練習問題:
1. エッチング方法に関する提示文では、Tiを含む第1層を選択的にエッチングするエッチング液のpHは、どの範囲とされていますか。
2. エッチング方法に関する提示文を、最後の文の後から書き継いでください。

提示文:
+ + + + + + +

説明

エッチング方法及びこれに用いられるエッチング液、これを用いた半導体基板製品の製造方法

【課題】Tiを含む層を優先的に溶解する選択的なウエットエッチングを可能とし、しかもエッチング・アッシング等により生じる残渣をも効果的に洗浄除去することができるエッチング方法及びこれに用いるエッチング液、これを用いた半導体基板製品の製造方法を提供する。
【解決手段】
Tiを含む第1層と、Cu、SiO、SiN、SiOC、及びSiONの少なくとも1種を含む第2層とを有する半導体基板に特定のエッチング液を適用し、前記第1層を選択的にエッチングする方法であり、前記特定のエッチング液が、有機アミン化合物からなる塩基性化合物と酸化剤とを水性媒体中に含み、そのpHが7〜14であるエッチング方法。

【発明の詳細な説明】
【技術分野】
【0001】
本発明は、特定の金属材料を選択的にエッチングする方法及びこれに用いられるエッチング液、これを用いた半導体基板製品の製造方法に関する。
【背景技術】
【0002】
半導体素子の微細化・多様化が益々進み、その加工方法も素子構造や製造工程ごとに多岐にわたっている。基板のエッチングについてみても、ドライエッチング及びウエットエッチングの双方において、基板の材料の種類や構造に応じ、様々な化学種及び加工条件等が提案され、さらに精力的に研究開発が進められている。

+ + + + + + +

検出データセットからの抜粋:
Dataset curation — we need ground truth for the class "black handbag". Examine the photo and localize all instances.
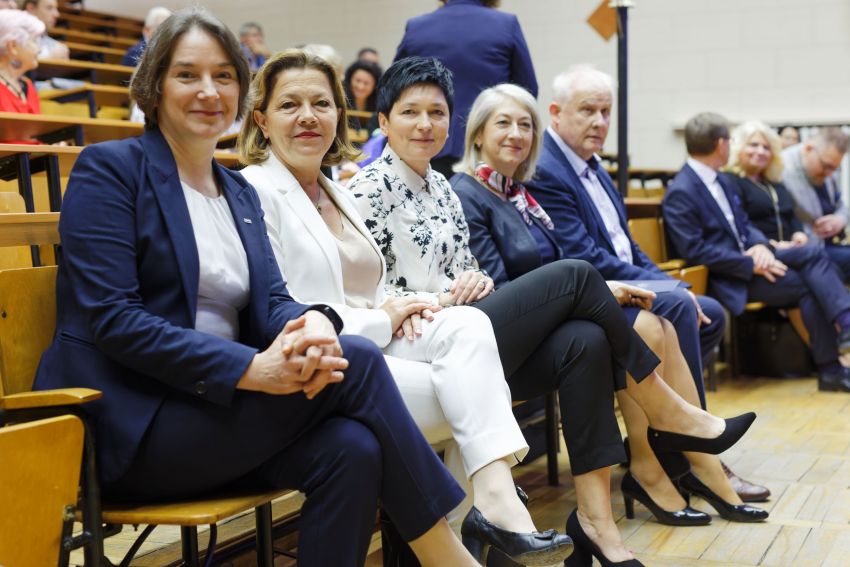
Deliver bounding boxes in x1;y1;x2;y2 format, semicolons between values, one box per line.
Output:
737;307;817;378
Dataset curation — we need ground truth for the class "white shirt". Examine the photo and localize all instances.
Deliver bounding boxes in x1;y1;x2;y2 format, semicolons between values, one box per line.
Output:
180;181;250;340
547;126;634;264
688;157;744;252
348;145;478;303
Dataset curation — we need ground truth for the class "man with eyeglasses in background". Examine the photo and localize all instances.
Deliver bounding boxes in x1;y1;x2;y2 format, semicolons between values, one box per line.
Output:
782;126;850;282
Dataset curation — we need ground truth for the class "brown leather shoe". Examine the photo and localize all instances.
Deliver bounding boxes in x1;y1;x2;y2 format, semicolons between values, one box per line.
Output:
720;461;770;502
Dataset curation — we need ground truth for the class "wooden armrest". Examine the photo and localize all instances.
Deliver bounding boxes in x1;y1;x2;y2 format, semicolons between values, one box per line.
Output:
658;258;686;272
0;388;103;410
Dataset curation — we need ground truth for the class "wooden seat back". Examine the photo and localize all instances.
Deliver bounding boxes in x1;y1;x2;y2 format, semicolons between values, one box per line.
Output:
0;266;57;396
0;191;32;270
0;415;83;566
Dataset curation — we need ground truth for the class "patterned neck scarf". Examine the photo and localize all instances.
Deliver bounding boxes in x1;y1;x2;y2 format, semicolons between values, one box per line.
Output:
475;163;555;230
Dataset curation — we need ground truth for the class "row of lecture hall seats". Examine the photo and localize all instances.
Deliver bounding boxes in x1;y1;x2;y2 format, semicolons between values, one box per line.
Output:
0;2;732;567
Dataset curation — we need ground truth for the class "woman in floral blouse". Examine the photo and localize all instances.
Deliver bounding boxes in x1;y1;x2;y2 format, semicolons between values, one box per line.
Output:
349;58;754;566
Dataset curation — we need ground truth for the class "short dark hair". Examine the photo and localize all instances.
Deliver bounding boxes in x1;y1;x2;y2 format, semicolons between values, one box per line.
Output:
130;7;251;128
685;112;729;156
343;61;381;111
375;57;455;116
357;47;378;59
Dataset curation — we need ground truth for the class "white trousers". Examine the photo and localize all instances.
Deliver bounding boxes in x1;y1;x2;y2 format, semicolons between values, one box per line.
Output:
384;306;528;480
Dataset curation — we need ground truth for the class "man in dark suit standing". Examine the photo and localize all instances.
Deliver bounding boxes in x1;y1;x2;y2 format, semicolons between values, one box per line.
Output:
663;113;850;392
395;0;537;178
526;65;770;502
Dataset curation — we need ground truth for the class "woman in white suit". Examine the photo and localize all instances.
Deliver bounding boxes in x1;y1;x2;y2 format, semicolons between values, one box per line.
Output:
239;50;571;565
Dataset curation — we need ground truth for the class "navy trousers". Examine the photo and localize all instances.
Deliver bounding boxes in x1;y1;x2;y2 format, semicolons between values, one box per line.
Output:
747;246;850;365
652;288;726;409
824;244;850;283
104;335;463;567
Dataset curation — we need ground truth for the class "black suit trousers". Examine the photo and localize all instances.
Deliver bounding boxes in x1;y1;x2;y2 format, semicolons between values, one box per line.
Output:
476;260;659;474
104;335;463;567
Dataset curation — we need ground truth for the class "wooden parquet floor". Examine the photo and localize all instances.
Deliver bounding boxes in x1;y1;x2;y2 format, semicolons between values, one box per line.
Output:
78;379;850;567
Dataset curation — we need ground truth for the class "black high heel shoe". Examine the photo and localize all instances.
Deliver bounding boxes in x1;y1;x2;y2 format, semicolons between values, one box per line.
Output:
679;473;770;522
620;472;711;526
564;510;644;567
646;412;756;455
460;506;573;566
624;437;691;482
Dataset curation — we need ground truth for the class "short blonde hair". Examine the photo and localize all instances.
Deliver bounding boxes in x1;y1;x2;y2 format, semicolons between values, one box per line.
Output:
236;49;362;166
726;120;784;183
454;83;542;181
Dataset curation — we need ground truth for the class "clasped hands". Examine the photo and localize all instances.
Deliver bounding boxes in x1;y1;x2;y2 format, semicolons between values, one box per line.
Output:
744;244;788;283
236;310;348;400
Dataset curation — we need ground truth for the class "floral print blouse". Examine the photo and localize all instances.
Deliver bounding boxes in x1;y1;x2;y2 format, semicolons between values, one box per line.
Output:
348;145;478;302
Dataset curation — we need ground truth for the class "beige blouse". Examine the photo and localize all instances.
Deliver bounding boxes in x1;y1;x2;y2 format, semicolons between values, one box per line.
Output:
330;195;381;309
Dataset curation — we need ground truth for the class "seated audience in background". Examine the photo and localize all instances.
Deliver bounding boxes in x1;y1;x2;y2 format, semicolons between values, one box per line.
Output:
451;85;767;536
357;47;381;67
344;61;381;134
121;6;171;67
527;65;770;502
779;125;800;150
395;0;537;177
35;9;476;567
782;127;850;281
721;121;809;248
239;50;571;565
662;113;850;392
239;22;272;71
21;0;71;59
350;57;755;567
0;10;44;124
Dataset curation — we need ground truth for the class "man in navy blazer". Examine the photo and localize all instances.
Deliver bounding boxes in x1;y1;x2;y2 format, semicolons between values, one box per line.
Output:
526;65;770;502
395;0;537;178
663;113;850;391
527;66;724;406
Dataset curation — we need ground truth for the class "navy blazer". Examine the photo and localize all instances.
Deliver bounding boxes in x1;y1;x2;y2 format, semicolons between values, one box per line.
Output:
395;0;537;157
662;164;768;315
526;130;669;280
35;130;318;482
451;173;562;287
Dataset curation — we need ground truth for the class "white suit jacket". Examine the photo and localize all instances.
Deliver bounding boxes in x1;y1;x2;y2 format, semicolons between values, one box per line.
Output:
240;153;392;348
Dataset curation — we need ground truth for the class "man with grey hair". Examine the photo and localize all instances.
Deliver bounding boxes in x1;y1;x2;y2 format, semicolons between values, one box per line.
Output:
121;6;171;67
663;112;850;392
239;22;272;71
526;70;770;502
782;127;850;282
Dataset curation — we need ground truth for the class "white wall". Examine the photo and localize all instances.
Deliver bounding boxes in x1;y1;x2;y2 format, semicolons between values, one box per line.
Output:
91;0;850;168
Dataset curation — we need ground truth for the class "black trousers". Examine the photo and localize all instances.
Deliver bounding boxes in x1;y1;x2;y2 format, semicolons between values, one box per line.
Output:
747;246;850;365
476;260;659;474
104;335;463;567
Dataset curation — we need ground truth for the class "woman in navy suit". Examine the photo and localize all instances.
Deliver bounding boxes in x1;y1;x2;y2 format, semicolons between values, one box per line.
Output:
36;9;475;567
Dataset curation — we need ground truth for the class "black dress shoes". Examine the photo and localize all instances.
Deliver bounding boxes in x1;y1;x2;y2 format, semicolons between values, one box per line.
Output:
679;473;768;522
646;412;756;455
838;329;850;354
818;367;850;392
460;506;573;565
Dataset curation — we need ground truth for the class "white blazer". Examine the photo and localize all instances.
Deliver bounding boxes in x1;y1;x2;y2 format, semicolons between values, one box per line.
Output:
240;152;393;348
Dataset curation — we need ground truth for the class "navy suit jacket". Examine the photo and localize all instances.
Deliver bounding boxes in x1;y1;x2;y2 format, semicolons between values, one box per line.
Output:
35;130;318;482
451;173;562;287
395;0;537;157
526;130;669;280
662;164;768;315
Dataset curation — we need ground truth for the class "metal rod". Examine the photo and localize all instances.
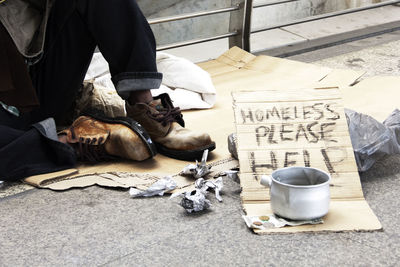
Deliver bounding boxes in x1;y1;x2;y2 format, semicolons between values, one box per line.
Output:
253;0;299;8
149;6;239;25
251;0;400;33
242;0;253;52
157;32;239;51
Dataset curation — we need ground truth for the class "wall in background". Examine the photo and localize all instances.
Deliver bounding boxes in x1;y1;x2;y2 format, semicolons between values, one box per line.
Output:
137;0;385;45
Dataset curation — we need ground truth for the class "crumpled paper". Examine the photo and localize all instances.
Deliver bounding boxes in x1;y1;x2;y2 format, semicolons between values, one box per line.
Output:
242;214;324;230
180;149;211;179
219;168;240;183
129;176;177;197
171;177;223;213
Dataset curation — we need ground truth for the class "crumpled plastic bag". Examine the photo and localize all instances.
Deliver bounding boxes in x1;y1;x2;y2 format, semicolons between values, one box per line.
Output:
171;177;223;213
180;149;211;179
129;176;177;197
345;109;400;172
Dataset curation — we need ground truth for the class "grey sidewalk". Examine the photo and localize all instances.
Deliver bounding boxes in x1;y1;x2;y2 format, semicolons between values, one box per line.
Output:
0;33;400;266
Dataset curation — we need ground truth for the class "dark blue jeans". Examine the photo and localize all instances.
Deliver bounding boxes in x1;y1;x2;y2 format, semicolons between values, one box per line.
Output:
0;0;162;180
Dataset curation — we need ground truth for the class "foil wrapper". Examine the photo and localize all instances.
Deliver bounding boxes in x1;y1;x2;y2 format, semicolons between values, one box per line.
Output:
129;176;177;197
171;177;223;213
180;149;211;179
242;214;324;230
219;168;240;183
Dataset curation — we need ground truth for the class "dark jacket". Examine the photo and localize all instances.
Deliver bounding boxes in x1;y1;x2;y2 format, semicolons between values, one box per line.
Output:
0;0;53;111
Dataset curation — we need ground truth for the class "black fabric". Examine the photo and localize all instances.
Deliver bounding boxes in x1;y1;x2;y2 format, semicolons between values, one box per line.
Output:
0;23;39;112
31;0;162;121
0;0;162;180
0;109;76;181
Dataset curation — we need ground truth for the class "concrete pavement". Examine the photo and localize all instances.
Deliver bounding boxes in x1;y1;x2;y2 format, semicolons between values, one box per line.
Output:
0;30;400;266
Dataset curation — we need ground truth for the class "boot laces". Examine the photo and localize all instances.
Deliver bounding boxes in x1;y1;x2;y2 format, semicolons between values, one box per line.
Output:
70;126;112;163
147;103;182;126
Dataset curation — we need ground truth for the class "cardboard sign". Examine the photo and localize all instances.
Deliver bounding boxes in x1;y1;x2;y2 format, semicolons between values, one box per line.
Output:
232;89;381;232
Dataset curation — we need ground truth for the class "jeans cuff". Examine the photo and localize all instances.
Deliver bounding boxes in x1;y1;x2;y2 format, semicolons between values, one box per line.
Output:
32;118;58;141
112;72;163;99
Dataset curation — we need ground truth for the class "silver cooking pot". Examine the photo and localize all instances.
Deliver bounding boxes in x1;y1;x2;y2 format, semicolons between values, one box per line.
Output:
260;167;331;220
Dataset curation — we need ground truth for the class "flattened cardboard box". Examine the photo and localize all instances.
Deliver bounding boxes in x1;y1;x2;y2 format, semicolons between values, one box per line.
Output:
21;47;362;197
232;89;382;234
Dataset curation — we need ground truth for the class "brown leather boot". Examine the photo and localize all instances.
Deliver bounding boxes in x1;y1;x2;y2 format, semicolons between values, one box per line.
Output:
126;94;215;160
59;113;156;162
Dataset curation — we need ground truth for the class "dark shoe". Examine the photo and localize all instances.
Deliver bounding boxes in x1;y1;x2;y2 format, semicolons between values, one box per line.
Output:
59;113;156;162
126;94;215;160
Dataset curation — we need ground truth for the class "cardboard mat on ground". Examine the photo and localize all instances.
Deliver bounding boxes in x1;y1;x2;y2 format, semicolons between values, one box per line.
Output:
26;47;363;193
233;89;382;234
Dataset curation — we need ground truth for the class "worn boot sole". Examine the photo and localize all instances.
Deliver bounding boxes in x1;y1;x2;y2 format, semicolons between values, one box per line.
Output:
155;142;215;161
81;109;157;158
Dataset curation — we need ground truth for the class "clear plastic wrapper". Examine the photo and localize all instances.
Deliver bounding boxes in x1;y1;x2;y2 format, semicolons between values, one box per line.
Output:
180;149;211;179
242;214;324;230
129;176;177;197
171;177;223;213
345;109;400;172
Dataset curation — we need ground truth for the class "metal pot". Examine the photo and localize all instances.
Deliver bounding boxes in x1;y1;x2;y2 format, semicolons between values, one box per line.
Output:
260;167;331;220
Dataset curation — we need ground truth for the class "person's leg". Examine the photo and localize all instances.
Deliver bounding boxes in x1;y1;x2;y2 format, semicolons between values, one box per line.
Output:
73;0;162;102
30;0;96;122
0;108;76;181
31;0;162;123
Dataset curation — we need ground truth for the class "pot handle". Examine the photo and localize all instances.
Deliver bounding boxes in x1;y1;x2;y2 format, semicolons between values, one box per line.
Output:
260;175;272;187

+ + + + + + +

各問の解答:
1. pHは7〜14です。

2.
【0003】
中でも、CMOSやDRAM等の素子構造を精密にエッチングして形成する技術が重要であり、その1つとして薬液を利用したウエットエッチングが挙げられる。たとえば、微細トランジスタ回路における回路配線やメタル電極材料を有する基板の作製において、精密なエッチング加工が求められる。あるいは上述したDRAMのキャパシタ構造における電極構造の作製においても同様である。しかしながら、メタル電極などを有する基板に適用される各層を選択的にエッチングする条件や薬液については、未だ十分な研究がなされていない。
【0004】
素子基板を構成するシリコン酸化物をエッチングする薬液については、検討された例がある。例えば、特許文献1には、フッ酸及びフッ化アンモニウムを用いて、シリコンウエハの熱酸化膜を効率的にエッチングする方法が提案されている。
【先行技術文献】
【特許文献】
【0005】
【特許文献1】特開平10−177998号公報
【発明の概要】
【発明が解決しようとする課題】
【0006】
本発明者らは、Tiを含む層の選択的なエッチングを可能とする薬液及びこれを用いたエッチング方法を探索した。しかも、それだけではなく、そのウエットエッチング工程で、半導体製造において行われるプラズマエッチングやアッシング等により生じる残渣をも同時に洗浄除去し、製造効率を大幅に改善しうるエッチング方法及びこれに用いる薬液の開発を技術課題とした。
すなわち、本発明は、Tiを含む層を優先的に溶解する選択的なウエットエッチングを可能とし、しかもエッチング・アッシング等により生じる残渣をも効果的に洗浄除去することができるエッチング方法及びこれに用いるエッチング液、これを用いた半導体基板製品の製造方法の提供を目的とする。
【課題を解決するための手段】
【0007】
上記の課題は以下の手段により解決された。
(1)Tiを含む第1層と、Cu、SiO、SiN、SiOC、及びSiONの少なくとも1種を含む第2層とを有する半導体基板に特定のエッチング液を適用し、前記第1層を選択的にエッチングする方法であり、前記特定のエッチング液が有機アミン化合物からなる塩基性化合物と酸化剤とを水性媒体中に含み、そのpHが7〜14であることを特徴とするエッチング方法。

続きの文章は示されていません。